• **Problem description**
Please look for the string "girl" below and report every line in which it occurs.

=== Begin Enclosure ===

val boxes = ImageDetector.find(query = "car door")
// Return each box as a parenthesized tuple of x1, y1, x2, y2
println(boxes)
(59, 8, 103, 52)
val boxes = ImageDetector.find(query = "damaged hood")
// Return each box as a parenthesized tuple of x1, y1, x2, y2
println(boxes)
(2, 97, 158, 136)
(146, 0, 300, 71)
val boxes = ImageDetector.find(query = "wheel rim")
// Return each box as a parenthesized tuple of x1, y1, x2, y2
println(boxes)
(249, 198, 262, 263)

=== End Enclosure ===
=== Begin Enclosure ===

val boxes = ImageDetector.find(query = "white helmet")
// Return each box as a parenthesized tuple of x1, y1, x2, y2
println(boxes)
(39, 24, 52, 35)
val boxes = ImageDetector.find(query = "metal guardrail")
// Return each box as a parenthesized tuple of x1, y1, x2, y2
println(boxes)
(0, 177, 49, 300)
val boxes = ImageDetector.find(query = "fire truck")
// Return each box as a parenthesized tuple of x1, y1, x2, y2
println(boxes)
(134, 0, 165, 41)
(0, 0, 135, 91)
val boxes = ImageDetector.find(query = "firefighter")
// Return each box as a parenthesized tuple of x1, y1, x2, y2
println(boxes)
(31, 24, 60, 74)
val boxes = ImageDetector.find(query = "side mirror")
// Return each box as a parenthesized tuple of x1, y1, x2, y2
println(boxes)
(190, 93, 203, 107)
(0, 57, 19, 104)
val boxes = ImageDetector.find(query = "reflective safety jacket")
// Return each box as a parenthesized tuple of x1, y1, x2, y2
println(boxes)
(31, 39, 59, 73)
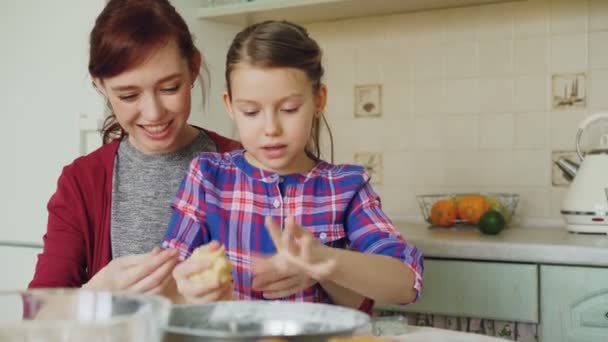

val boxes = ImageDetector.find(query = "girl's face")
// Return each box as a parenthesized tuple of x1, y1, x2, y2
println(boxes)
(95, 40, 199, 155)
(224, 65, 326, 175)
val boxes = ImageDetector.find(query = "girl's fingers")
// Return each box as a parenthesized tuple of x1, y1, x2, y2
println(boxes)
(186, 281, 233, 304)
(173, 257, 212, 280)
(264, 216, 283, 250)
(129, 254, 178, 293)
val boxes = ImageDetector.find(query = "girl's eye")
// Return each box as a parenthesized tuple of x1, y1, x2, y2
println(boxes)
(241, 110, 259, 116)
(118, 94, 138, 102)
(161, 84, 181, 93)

=== End Enclosure ===
=== Begin Enclosure ===

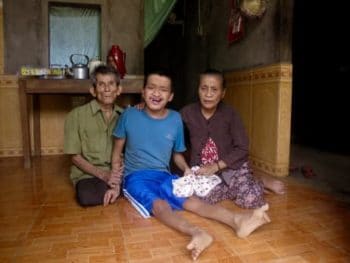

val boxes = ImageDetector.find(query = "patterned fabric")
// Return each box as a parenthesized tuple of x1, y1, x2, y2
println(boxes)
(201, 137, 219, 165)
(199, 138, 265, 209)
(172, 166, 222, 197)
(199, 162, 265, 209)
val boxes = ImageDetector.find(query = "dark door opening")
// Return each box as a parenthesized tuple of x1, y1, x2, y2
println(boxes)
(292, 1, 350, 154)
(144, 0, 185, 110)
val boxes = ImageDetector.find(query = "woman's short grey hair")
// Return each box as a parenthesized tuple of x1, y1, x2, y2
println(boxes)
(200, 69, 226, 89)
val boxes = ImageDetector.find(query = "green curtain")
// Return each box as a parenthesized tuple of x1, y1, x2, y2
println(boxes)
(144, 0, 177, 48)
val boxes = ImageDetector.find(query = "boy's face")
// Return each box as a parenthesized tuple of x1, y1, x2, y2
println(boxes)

=== End Enclosure ===

• **Output for this task**
val boxes = ImageDetector.find(query = "girl's face")
val boxes = ImageDetector.find(query = "girl's fingers")
val boxes = ImageDetector.find(query = "girl's eye")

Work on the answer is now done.